» **Text section**
---------------
JUDGMENT
V.K. Singhal, J.
1. All these ITRCS are disposed of by this common judgment. The dispute is in respect of the assessment years 1980-81 to 1990-91. A common statement of case has been forwarded by the Income-tax Appellate Tribunal referring the following question of law, arising out of its order :
“Whether, on the facts and in the circumstances of the case, the Appellate Tribunal was right in law in holding” that the assessee-firm is required to be considered as a genuine firm and also entitled to business activity which gives rise to business income ?”
2. The facts as stated by the Tribunal are that a piece of land admeasuring 11,578.80 sq. ft. situated in the cantonment area of Belgaum City was originally taken on lease for a period of about 90 years by Sutaria Automobiles Pvt. Ltd., after making an agreement with the Governor-General of India on February 24, 1948. This property was sub-leased in favour of the assessee, Shah Brothers, as per lease deed dated July 30, 1979. The assessee is a firm whose main business activity was that of leasing out of land, putting up a structure thereon and to let them on hire. It has been collecting the annual rent from the properties and apportioning it to the signatories of the partnership as per agreement entered into by it. The assessee claimed registration under Section 185 of the Income-tax Act, 1961, which was rejected by the assessing authority on the ground that no business activity was there. Aggrieved by this, the assessee-firm appealed before the first appellate authority who allowed the appeal thereby cancelling the order under Section 186 in which the Assessing Officer had cancelled registration.
---------------
» **Dataset records**
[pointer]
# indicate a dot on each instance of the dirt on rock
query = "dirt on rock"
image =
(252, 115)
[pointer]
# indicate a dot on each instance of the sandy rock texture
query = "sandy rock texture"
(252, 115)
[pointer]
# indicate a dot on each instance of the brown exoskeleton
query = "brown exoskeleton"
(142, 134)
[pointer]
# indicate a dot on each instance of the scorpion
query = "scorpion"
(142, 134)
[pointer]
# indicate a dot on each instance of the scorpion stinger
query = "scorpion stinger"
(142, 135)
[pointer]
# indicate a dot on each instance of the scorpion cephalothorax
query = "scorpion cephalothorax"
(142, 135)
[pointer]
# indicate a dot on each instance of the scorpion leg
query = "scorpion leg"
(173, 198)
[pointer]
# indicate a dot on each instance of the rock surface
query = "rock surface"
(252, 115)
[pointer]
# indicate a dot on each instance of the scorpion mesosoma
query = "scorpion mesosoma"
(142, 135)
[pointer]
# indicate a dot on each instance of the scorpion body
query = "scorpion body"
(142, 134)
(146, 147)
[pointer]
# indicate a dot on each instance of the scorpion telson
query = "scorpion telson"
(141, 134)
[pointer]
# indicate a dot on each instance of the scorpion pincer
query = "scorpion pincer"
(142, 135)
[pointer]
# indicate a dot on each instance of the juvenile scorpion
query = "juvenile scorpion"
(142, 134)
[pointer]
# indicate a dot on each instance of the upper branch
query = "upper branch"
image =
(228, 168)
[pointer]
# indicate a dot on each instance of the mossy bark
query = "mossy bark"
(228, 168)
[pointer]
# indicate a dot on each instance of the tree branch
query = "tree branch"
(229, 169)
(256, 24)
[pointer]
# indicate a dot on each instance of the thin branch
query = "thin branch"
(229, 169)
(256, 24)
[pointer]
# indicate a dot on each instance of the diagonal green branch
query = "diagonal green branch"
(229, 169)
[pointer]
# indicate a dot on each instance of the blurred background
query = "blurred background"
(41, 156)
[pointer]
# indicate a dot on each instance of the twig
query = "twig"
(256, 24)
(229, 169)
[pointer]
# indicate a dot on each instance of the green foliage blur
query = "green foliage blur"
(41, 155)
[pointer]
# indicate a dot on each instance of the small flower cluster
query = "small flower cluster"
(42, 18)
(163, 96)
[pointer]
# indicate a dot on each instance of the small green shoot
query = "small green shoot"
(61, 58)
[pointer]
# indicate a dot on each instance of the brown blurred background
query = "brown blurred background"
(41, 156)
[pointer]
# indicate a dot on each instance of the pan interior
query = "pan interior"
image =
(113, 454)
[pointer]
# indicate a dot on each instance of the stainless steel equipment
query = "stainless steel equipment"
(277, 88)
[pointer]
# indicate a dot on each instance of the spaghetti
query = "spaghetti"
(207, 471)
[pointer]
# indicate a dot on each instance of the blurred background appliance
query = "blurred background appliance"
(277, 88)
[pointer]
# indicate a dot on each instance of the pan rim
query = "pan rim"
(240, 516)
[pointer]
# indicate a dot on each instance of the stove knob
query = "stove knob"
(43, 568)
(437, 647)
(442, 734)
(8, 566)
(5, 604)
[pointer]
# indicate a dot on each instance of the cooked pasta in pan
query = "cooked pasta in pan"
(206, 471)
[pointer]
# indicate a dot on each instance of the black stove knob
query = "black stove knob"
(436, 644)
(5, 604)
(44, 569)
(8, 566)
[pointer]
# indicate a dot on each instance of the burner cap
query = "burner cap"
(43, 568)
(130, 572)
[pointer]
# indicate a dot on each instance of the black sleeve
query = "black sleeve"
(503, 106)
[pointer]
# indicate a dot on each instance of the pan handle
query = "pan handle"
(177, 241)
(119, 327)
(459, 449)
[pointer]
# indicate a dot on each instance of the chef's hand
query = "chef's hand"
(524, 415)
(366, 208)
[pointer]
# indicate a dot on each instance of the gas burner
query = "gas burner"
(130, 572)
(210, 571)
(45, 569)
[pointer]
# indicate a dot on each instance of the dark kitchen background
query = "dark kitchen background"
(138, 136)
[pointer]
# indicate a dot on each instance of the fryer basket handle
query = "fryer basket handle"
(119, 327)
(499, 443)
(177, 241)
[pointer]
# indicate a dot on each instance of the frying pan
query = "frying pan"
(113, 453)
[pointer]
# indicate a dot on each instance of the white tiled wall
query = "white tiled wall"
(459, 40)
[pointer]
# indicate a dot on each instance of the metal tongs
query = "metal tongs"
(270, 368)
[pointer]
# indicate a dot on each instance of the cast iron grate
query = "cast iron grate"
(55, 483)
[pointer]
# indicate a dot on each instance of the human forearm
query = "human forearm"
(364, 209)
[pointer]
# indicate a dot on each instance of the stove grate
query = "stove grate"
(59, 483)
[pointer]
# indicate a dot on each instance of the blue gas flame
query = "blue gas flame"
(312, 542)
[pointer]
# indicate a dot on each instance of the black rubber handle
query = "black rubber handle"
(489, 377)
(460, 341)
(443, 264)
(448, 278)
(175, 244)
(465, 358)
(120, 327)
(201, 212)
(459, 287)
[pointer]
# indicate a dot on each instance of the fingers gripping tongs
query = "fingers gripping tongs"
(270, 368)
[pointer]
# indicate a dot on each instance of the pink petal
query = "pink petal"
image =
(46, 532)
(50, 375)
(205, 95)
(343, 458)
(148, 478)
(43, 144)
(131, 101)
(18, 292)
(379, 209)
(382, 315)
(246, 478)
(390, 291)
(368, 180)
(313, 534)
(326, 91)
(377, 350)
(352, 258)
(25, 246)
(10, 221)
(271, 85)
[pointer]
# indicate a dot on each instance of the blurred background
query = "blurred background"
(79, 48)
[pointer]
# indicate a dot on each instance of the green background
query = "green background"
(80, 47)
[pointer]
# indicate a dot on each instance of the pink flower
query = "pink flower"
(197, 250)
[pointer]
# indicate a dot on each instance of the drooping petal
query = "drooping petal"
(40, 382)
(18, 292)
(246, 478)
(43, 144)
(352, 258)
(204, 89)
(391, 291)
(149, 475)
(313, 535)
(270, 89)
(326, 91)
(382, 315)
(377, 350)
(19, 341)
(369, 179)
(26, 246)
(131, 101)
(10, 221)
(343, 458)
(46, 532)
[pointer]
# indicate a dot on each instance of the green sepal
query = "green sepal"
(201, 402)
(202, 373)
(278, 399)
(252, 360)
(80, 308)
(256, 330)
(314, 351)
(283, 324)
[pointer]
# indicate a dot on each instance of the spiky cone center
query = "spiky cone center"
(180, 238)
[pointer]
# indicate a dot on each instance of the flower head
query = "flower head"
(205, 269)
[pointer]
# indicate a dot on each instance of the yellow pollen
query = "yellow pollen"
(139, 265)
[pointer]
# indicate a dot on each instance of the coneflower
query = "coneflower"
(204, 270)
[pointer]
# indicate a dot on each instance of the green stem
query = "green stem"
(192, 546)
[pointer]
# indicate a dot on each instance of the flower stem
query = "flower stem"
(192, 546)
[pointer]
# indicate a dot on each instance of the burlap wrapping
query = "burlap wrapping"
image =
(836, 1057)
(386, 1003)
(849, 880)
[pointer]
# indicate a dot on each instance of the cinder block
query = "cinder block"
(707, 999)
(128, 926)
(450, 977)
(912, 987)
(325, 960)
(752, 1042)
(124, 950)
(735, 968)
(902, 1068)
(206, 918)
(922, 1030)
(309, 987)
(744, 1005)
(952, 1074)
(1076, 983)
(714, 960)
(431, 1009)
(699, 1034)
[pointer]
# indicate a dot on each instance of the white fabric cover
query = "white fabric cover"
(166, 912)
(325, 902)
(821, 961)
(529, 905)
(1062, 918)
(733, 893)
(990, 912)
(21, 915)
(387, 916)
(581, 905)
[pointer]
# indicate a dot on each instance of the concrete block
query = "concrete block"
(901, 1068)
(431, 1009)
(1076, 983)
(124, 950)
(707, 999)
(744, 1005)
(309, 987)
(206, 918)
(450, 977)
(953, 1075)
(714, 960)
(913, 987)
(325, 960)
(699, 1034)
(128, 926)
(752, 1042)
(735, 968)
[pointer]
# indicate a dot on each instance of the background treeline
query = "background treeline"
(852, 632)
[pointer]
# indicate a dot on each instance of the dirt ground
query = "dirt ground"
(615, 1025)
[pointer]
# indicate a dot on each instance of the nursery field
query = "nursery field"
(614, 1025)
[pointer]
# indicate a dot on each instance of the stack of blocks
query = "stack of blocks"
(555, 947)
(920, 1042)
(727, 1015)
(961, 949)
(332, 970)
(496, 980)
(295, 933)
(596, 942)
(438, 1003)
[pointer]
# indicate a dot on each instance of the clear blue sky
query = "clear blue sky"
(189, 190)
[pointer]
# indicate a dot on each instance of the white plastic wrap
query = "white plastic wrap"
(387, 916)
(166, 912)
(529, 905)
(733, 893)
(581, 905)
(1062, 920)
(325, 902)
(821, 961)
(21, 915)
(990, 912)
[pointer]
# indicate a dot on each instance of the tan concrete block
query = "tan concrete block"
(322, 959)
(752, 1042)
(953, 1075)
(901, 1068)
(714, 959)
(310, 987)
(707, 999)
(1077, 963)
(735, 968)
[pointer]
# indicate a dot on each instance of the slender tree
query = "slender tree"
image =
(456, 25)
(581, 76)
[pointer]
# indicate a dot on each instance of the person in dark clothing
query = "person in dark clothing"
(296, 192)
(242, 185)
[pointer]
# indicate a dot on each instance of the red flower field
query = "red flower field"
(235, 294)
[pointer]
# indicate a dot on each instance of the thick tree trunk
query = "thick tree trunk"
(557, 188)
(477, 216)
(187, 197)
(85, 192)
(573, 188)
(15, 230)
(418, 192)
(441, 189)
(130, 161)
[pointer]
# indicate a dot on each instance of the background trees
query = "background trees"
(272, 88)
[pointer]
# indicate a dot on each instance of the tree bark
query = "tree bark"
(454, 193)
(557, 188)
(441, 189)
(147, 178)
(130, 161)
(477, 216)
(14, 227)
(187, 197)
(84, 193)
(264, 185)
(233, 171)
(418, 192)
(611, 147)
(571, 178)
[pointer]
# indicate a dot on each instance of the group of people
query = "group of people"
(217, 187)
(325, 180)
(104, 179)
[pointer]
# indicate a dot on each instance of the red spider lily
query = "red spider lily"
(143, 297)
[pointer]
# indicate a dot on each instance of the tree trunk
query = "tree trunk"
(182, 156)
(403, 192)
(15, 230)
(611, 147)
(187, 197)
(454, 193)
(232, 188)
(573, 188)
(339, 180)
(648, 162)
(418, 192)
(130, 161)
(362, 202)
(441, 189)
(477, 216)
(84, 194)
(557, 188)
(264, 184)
---------------
» **Problems and tasks**
A. Translate this sentence from the judgment into Spanish: "This property was sub-leased in favour of the assessee, Shah Brothers, as per lease deed dated July 30, 1979."
B. Locate each line of the listing that contains the string "forearm" and copy it out. Case counts.

» **Responses in order**
A. Esta propiedad fue subarrendada a favor del contribuyente, Shah Brothers, conforme a la escritura de arrendamiento de fecha 30 de julio de 1979.

B.
# indicate a dot on each instance of the human forearm
query = "human forearm"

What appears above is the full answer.